Task brief
Please return the whole listing word for word.

------------------------------------------------------------

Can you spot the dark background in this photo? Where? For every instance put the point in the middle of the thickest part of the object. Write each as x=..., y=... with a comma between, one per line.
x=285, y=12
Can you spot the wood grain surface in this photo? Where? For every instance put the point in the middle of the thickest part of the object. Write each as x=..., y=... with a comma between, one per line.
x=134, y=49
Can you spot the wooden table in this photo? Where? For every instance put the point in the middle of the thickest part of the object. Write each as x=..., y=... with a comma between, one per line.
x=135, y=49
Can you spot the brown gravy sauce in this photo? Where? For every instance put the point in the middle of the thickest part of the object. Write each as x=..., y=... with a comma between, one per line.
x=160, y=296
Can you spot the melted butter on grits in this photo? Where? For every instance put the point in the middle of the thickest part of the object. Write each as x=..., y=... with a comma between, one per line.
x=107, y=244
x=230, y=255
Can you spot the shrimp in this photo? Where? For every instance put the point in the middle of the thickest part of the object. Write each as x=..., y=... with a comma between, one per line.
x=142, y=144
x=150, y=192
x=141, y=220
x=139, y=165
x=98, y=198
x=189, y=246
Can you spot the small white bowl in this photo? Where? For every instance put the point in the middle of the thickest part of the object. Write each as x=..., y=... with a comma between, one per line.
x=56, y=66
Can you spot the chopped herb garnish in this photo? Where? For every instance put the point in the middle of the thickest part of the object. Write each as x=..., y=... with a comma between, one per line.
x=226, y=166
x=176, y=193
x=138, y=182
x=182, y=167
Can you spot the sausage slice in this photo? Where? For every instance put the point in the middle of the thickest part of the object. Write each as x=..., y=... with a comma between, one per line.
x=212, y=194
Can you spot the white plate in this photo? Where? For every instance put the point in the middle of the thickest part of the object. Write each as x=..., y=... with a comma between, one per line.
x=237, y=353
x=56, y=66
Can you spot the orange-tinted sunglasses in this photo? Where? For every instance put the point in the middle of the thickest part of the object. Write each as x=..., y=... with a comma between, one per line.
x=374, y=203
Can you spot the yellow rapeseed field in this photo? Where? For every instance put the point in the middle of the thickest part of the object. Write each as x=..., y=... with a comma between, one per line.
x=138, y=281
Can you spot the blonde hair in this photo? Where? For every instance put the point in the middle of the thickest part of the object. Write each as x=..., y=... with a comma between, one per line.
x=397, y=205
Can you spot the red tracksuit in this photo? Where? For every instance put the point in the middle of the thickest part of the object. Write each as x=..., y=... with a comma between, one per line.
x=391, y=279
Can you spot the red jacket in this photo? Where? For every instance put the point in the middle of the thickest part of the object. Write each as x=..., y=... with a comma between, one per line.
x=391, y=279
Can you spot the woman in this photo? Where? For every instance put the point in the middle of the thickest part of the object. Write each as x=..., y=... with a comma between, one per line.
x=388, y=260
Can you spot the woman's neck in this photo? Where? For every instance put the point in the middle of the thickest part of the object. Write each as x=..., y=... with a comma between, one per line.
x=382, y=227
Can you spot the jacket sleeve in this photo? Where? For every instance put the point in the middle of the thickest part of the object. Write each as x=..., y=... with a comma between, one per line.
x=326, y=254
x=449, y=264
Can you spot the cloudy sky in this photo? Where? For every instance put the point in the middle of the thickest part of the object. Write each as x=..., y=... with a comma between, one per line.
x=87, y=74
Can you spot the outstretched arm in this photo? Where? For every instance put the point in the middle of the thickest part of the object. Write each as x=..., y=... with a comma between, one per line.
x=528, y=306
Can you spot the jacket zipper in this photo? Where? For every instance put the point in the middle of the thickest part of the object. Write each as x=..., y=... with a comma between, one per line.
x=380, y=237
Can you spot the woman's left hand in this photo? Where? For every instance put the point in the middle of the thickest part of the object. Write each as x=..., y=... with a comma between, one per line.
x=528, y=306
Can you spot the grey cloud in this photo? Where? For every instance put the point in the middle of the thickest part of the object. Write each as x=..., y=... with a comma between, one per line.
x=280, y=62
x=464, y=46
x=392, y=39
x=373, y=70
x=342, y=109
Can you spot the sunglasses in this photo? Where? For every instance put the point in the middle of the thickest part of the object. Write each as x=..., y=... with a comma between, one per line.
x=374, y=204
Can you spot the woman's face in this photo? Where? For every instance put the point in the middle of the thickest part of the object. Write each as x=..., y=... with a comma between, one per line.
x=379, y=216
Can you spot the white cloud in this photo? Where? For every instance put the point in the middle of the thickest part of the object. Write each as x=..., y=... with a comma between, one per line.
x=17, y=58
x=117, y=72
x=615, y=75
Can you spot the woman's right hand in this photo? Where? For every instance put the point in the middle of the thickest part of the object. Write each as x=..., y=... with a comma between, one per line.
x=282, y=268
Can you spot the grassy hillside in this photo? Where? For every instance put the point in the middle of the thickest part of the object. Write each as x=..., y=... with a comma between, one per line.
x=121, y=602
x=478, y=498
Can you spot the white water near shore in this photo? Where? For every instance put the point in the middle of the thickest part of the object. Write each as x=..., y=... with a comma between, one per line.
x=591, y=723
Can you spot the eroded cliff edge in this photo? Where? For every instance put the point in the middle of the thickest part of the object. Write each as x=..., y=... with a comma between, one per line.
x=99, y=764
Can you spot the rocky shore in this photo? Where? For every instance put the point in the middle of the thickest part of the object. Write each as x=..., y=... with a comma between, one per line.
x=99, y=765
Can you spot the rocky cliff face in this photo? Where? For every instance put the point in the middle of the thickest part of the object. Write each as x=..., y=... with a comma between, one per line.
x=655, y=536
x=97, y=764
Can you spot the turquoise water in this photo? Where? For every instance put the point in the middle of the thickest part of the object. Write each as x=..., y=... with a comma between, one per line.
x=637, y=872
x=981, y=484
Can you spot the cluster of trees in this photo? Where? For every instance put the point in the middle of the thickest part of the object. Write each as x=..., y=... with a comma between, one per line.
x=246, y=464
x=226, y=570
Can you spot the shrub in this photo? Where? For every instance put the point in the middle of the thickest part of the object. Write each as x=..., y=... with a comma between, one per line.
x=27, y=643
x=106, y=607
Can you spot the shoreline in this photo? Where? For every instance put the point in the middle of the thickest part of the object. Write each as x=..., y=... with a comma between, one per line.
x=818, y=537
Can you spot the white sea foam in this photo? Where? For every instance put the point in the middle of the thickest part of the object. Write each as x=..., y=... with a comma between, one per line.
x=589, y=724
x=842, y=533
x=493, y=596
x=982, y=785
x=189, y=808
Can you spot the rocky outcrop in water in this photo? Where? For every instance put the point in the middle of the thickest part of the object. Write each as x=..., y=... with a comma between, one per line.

------------------------------------------------------------

Answer to this task
Can you spot the dark background in this photo? Where? For every instance put the point in the middle of the thickest part of the object. Write each as x=..., y=... with a comma between, one per line.
x=285, y=12
Can you spot the wood grain surface in this photo? Where? For every instance put the point in the middle of the thickest part of the object. Write each as x=..., y=... with a comma between, one per line.
x=134, y=49
Can you spot the wooden table in this photo? Where? For every instance put the point in the middle of the thickest part of the object. Write each as x=..., y=... with a comma between, one per line.
x=135, y=49
Can you spot the brown gravy sauce in this photo? Where? For every instance put the point in the middle of the thickest part of the object. Write each as x=..., y=... with a comma between, one per line.
x=160, y=296
Can you spot the melted butter on grits in this photo? Where? For every instance put the point in the middle of the thickest part of the object. Write each as x=..., y=... with a comma between, one per line.
x=107, y=244
x=230, y=255
Can you spot the shrimp in this photo? Where? For every instance put the point in the middle of the thickest part of the object. Write each as x=..., y=... with a comma between, one per line.
x=142, y=144
x=150, y=192
x=141, y=220
x=139, y=165
x=98, y=198
x=189, y=246
Can you spot the small white bowl in this photo? Where? For every instance put the point in the middle of the thickest part of the object. Write each as x=..., y=... with a comma between, one per line.
x=56, y=66
Can you spot the chopped herb garnish in this photo? Where? For every instance put the point in the middle of the thickest part of the object. Write each as x=..., y=... with a comma between, one per line.
x=226, y=166
x=176, y=193
x=138, y=182
x=182, y=167
Can you spot the sausage slice in this photo? Where? For every instance put the point in the middle of the thickest part of the object. Write each as x=..., y=... with a comma between, one per line.
x=212, y=194
Can you spot the white plate in this photo? Where? For every instance put the point in the middle of the thickest part of the object. Write each as x=..., y=... with a comma between, one per line.
x=237, y=353
x=56, y=66
Can you spot the orange-tinted sunglasses in this photo? Where? For every instance put the point in the middle of the thickest part of the object. Write each as x=..., y=... with a comma between, one per line.
x=374, y=203
Can you spot the yellow rapeseed field in this photo? Where? For every instance put the point in the middle of the thickest part of the object. Write each as x=..., y=... with a comma between, one per line.
x=138, y=281
Can you spot the blonde hair in this photo? Where? For every instance put the point in the middle of the thickest part of the object. Write each as x=..., y=... with a comma between, one per line.
x=397, y=205
Can you spot the red tracksuit in this photo? Where? For every instance put the point in the middle of the thickest part of the object. Write each as x=..., y=... with a comma between, one per line.
x=391, y=279
Can you spot the red jacket in this photo? Where? For every instance put the point in the middle of the thickest part of the object. Write each as x=..., y=... with a comma between, one per line.
x=391, y=279
Can you spot the woman in this photo? Where? For every instance put the point in the middle of the thickest part of the object. Write each as x=..., y=... with a comma between, one per line.
x=388, y=260
Can you spot the woman's neck in this photo? Where? For every instance put the point in the middle of the thickest part of the object. Write each as x=..., y=... with a comma between, one per line.
x=382, y=227
Can you spot the jacket sleeve in this photo? Where? For every instance put the point in the middle of the thickest part of the object. Write each as x=..., y=... with a comma between, one per line.
x=326, y=254
x=449, y=264
Can you spot the cloudy sky in this photo? Where? For every instance put the point in the middle of the thickest part of the object. Write each as x=..., y=... with a comma between, one per line.
x=87, y=74
Can you spot the outstretched arm in this photo? Where? For every instance put the point in the middle of the thickest part of the object. Write each as x=..., y=... with a comma between, one per line.
x=528, y=306
Can you spot the jacket zipper in this photo? Where? For every instance put the point in the middle of the thickest part of the object. Write each as x=..., y=... with a comma between, one per line.
x=380, y=237
Can you spot the woman's left hand in this photo? Where? For every instance put the point in the middle of the thickest part of the object. Write each as x=..., y=... with a comma between, one per line.
x=528, y=306
Can you spot the grey cloud in this photo? Where? For every instance put the point in the middle of the thickest part of the object. Write each as x=..., y=... with a comma between, one per line.
x=280, y=62
x=464, y=46
x=392, y=39
x=373, y=70
x=342, y=109
Can you spot the sunglasses in this photo? Where? For every instance put the point in the middle of the thickest part of the object. Write each as x=..., y=... with a comma between, one per line.
x=374, y=204
Can you spot the woman's face in this photo? Where? For every instance put the point in the middle of the thickest part of the object. Write each as x=..., y=... with a comma between, one per line.
x=379, y=216
Can you spot the white cloud in this photo? Where? For every instance put the point in the middle of the thickest part of the object. Write each as x=..., y=... with a comma between, one per line.
x=17, y=58
x=117, y=72
x=615, y=75
Can you spot the woman's right hand in this photo? Where? For every instance put the point in the middle of the thickest part of the object. Write each as x=..., y=... with a comma between, one per line.
x=282, y=268
Can you spot the grassy hillside in this photo? Where? For every instance put the point in the middle of the thickest part of the object. Write each as x=..., y=... with a comma between, one per line.
x=121, y=602
x=478, y=498
Can you spot the white water near shore in this photo? Where? For every instance put the point in the middle of the thickest part of the object. Write each as x=..., y=... with a comma between, one per line.
x=591, y=723
Can you spot the eroded cliff edge in this photo? Where? For every instance put the point in the middle of the thickest part of the object. Write each as x=..., y=... with a comma between, one per line.
x=99, y=764
Can you spot the rocky shore in this photo? Where? For every instance put the point in the middle of the thickest part of the object. Write each as x=..., y=... with a comma between, one per line.
x=99, y=765
Can you spot the rocky cliff face in this photo? Where? For every instance put the point in the middle of the thickest part of the object. Write each as x=..., y=... with a comma between, one per line.
x=655, y=536
x=97, y=764
Can you spot the turquoise water in this photo? Where? For every instance put the point in the middle of the thickest part of the object. Write each as x=..., y=... with a comma between, one per line.
x=637, y=872
x=981, y=484
Can you spot the cluster of trees in this photo? Where? For every instance put the point in the middle of the thickest part of the object. Write each as x=..., y=... with a comma between, one per line.
x=246, y=464
x=226, y=570
Can you spot the shrub in this photo? Where? For every instance put the point in the middle of the thickest part of the object. Write each as x=..., y=... with a comma between, one per line.
x=27, y=643
x=106, y=607
Can you spot the shoreline in this photo? Where? For every instance put the point in the middle of the thickest part of the object. Write each as x=..., y=... with a comma between, one per line.
x=818, y=537
Can you spot the white sea foam in this photo? Where? For every instance put the point in the middle of the thickest part of the object. Write each as x=..., y=... with a comma between, one per line.
x=589, y=724
x=842, y=533
x=493, y=596
x=982, y=785
x=189, y=808
Can you spot the rocky outcrop in water in this photo? Where? For every instance put the point in the middle of the thickest part of the object. Write each as x=..., y=... with a comma between, one per line.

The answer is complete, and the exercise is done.